Records shown
:::

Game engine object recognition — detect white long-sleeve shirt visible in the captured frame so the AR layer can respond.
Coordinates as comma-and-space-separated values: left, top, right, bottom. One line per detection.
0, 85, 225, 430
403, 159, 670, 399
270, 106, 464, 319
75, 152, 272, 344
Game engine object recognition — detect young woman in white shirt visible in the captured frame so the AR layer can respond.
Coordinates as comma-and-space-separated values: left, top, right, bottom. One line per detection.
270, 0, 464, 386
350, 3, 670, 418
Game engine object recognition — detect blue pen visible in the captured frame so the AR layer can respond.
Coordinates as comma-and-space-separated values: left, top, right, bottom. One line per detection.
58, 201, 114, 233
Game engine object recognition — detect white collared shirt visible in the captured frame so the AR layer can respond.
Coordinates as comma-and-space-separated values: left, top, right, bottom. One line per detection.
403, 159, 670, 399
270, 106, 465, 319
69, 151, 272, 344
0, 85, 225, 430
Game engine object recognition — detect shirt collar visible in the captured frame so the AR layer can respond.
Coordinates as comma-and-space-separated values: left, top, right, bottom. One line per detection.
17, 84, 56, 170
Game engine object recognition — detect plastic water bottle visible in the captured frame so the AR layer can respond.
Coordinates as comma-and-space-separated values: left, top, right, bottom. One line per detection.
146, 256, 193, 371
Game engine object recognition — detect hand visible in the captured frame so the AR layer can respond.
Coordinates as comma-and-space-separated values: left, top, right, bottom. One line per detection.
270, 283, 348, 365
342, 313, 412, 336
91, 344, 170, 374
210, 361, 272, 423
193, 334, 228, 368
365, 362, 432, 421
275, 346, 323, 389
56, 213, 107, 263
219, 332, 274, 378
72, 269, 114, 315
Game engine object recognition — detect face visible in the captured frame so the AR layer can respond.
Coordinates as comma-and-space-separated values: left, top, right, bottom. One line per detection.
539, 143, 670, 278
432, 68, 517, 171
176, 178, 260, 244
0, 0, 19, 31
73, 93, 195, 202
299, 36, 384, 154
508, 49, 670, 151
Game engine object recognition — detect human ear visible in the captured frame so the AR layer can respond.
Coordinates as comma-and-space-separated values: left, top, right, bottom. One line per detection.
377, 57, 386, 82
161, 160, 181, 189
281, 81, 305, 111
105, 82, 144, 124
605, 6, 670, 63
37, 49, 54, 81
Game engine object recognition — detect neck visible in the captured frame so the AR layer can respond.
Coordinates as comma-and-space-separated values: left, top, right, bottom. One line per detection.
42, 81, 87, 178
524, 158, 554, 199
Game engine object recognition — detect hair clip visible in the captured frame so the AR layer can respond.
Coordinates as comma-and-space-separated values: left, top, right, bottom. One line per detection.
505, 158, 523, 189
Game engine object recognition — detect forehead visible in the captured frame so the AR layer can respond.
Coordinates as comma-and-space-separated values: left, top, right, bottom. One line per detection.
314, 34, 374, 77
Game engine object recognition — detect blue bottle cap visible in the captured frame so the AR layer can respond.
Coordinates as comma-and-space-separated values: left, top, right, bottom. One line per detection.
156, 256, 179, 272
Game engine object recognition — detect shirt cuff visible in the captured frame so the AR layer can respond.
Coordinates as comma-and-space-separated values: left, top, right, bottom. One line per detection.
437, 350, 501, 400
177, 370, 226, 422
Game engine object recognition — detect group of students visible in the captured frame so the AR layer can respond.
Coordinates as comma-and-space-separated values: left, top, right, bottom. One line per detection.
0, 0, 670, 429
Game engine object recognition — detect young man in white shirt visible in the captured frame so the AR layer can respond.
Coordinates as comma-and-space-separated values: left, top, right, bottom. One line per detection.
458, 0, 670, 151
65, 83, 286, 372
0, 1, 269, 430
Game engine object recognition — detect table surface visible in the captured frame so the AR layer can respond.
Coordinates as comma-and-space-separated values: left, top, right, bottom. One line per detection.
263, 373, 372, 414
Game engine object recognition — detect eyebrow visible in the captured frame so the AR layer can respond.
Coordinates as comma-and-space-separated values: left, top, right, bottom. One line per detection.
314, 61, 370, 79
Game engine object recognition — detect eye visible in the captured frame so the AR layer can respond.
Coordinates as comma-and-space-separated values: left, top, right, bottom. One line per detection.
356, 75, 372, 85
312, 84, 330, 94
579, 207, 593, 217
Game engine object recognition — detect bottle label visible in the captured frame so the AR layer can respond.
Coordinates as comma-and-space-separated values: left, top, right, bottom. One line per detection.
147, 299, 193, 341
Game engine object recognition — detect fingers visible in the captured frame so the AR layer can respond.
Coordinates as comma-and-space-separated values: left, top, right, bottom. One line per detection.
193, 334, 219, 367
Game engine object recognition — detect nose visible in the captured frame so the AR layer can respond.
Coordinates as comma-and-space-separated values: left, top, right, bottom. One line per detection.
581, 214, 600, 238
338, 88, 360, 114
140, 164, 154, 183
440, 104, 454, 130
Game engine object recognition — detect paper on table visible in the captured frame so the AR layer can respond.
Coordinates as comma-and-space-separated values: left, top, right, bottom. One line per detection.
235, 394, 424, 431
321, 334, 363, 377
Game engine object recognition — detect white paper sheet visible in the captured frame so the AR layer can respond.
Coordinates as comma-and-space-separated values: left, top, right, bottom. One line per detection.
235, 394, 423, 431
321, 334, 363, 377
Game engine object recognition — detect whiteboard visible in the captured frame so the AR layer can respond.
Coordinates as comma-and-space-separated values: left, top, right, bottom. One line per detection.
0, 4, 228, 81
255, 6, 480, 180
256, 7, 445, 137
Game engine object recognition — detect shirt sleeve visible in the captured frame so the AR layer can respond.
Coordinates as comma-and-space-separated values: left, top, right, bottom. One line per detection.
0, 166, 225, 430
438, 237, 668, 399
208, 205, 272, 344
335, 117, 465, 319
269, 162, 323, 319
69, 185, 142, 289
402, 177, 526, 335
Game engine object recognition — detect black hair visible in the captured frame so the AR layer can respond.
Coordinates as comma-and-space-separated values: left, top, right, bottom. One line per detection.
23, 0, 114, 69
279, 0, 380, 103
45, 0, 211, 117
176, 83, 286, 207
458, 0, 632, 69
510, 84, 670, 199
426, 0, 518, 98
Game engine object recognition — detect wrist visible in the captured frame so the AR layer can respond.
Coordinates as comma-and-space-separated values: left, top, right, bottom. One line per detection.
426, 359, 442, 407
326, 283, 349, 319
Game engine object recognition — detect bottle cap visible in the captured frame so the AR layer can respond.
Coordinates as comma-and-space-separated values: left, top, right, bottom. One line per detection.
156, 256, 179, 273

:::

Description of the task
Copy all of the entries above word for word, line by line.

Answer for the task
Game engine object recognition — detect white long-sleeve shirt visible in the captured frame so the AR layer can respond.
Coordinates as comma-and-space-separated values: left, top, right, bottom. One line per detection.
0, 85, 225, 430
403, 159, 670, 399
270, 106, 464, 319
75, 152, 272, 344
Game engine object recognition — detect young woman in white shirt visible in the captured frame so the AR layer can respond.
Coordinates as comma-and-space-separated values: left, top, right, bottom. One line per detection.
270, 0, 464, 386
350, 3, 670, 418
Game engine object recognition — detect blue pen visible in the captured frame so the AR layer can respond.
Coordinates as comma-and-space-separated values: left, top, right, bottom. One line per detection.
58, 201, 114, 233
Game engine object recognition — detect white collared shirt visible in the captured frame so the AR layer can respond.
Coordinates as comma-and-space-separated values: left, top, right, bottom. One line per detection.
403, 159, 670, 399
270, 106, 465, 319
69, 151, 272, 344
0, 85, 225, 430
Game engine object recognition — detect shirt collar visible in the captured frame so the AR layer can respond.
Coordinates as comma-and-space-separated values: left, top, right, bottom. One line per detection.
17, 84, 56, 170
Game engine object recognition — detect plastic water bottle visible in the captured frame so the AR layer can respond.
Coordinates as comma-and-space-separated values: left, top, right, bottom. One line per detection.
146, 256, 193, 371
Game engine object recognition — detect hand visible in the captured frame so the AR layer can respond.
Coordinates as comma-and-space-separated values: left, top, right, bottom. One line per detection.
270, 283, 348, 365
342, 313, 412, 336
91, 344, 170, 374
210, 361, 272, 423
193, 334, 228, 368
365, 362, 432, 421
275, 346, 323, 389
56, 213, 107, 263
219, 332, 274, 378
72, 269, 114, 315
Game engine object recognition — detect face visible in the captured frame so the AR layer can respond.
Coordinates as comma-and-space-separated values: left, top, right, bottom. One line per detection.
539, 143, 670, 278
432, 68, 517, 171
176, 178, 260, 244
0, 0, 19, 31
73, 93, 195, 202
299, 36, 384, 154
508, 49, 670, 151
Game engine object recognition — detect human ear visible in the captured frame so the AR layer can respond.
Coordinates as comma-and-space-separated values: left, top, right, bottom. One line per detection.
377, 57, 386, 82
161, 160, 181, 189
281, 81, 305, 111
105, 82, 144, 124
605, 6, 670, 63
37, 49, 54, 81
Game engine object recognition — detect neck visible in the captured frame so the AR layer can respond.
Coordinates as comma-and-space-separated values: left, top, right, bottom. One line per detection.
42, 81, 87, 178
524, 158, 554, 199
Game engine object recognition — detect hair clip visible in the captured frame so the AR layer can respond.
Coordinates as comma-and-space-separated values: left, top, right, bottom. One line per detection.
505, 158, 523, 189
Game engine object recognition — detect forehead visible in the captured frame so the AR layer can respond.
Coordinates as comma-and-space-separated values: left, top, right, bottom. One line per detection.
314, 34, 374, 77
Game engine object recognition — detect blue bottle cap visible in the captured frame so the AR layer can respond.
Coordinates as comma-and-space-separated values: left, top, right, bottom. One line per detection.
156, 256, 179, 272
Game engine object recognition — detect shirt cuff visible in the captured frame so the AR layer can respond.
Coordinates as comma-and-space-separated values: left, top, right, bottom. One line per detection.
437, 350, 501, 400
177, 370, 226, 422
Game engine object recognition — detect group of students visible in the captured frame so the AR layer can respond.
Coordinates as comma-and-space-separated values: left, top, right, bottom. One line per detection.
0, 0, 670, 429
Game engine object recognition — detect young man in white shirt visible in the captured frame so the AR layer can respond.
Coordinates as comma-and-space-separated values: left, top, right, bottom. One line per detection.
458, 0, 670, 151
65, 83, 286, 372
0, 1, 269, 430
Game engine object recognition — detect table surface visible in the captured frame so the AR layer can respond.
Coordinates as comma-and-space-separated values: left, top, right, bottom. One line per detection.
263, 373, 372, 414
Game engine object recognition — detect eyebrow visible in the captured frame so the AR layer can respond.
Coordinates as comma-and-space-separated values: left, top, right, bottom. One line per detection.
314, 61, 370, 79
Game engine object recognition — detect eye visible in the captured frame so the AR layer can respond.
Coordinates as comma-and-space-separated values: left, top, right, bottom. One line per detection.
356, 75, 372, 85
312, 84, 330, 94
579, 207, 593, 217
Game engine object recognition — detect bottle label visible in the captured frame so the AR layer can respond.
Coordinates as comma-and-space-separated values: left, top, right, bottom. One line per detection.
147, 299, 193, 341
Game engine object recognition — detect fingers visible in the captured frame so the AR layer can respond.
Coordinates as comma-and-space-separated values: left, top, right, bottom. One line per detection.
193, 334, 219, 367
Game engine object recognition — detect nose visible in the captured frame so the AR layer can respond.
Coordinates as comma-and-space-separated values: left, top, right, bottom. One line per detection.
581, 214, 600, 238
338, 88, 360, 114
140, 164, 154, 183
440, 104, 454, 130
Game engine object recognition — detect paper on table visible in the captured frame so the AR layer can respond.
Coordinates as comma-and-space-separated values: left, top, right, bottom. One line per detection.
235, 394, 424, 431
321, 334, 363, 377
Game engine object recognition — detect white paper sheet visible in the captured frame so the AR layer can respond.
Coordinates as comma-and-space-separated values: left, top, right, bottom. One line per detection.
235, 394, 423, 431
321, 334, 363, 377
Game engine object recognition — detect whiteboard visible in the captured frame so the AR layer can respond.
Coordinates as comma-and-space-separated values: left, top, right, bottom. One line per detection.
0, 4, 228, 81
255, 6, 480, 180
256, 7, 445, 137
Game engine object recognition — detect shirt sleeve visible in the captured frame so the AR layer can respond.
Coordinates as comma-and-space-separated values: left, top, right, bottom. One line per detection.
0, 166, 225, 430
438, 237, 668, 399
208, 205, 272, 344
335, 117, 465, 319
269, 162, 323, 319
69, 185, 142, 289
402, 177, 526, 335
Game engine object recognition — detect black hair visible in the captured frame so the AR layer can respond.
Coordinates as comma-and-space-separated values: left, top, right, bottom. One line per detection.
23, 0, 114, 69
279, 0, 380, 103
45, 0, 211, 117
176, 83, 286, 207
458, 0, 632, 69
510, 84, 670, 199
426, 0, 518, 98
Game engine object recognition — detect wrist visible in the captured frame so the AR layer can respond.
Coordinates as comma-and-space-separated values: left, top, right, bottom. One line per detection.
426, 359, 442, 407
326, 283, 349, 319
Game engine object recognition — detect bottle cap visible in the captured frame so the AR layer can respond.
Coordinates as comma-and-space-separated values: left, top, right, bottom. One line per detection.
156, 256, 179, 273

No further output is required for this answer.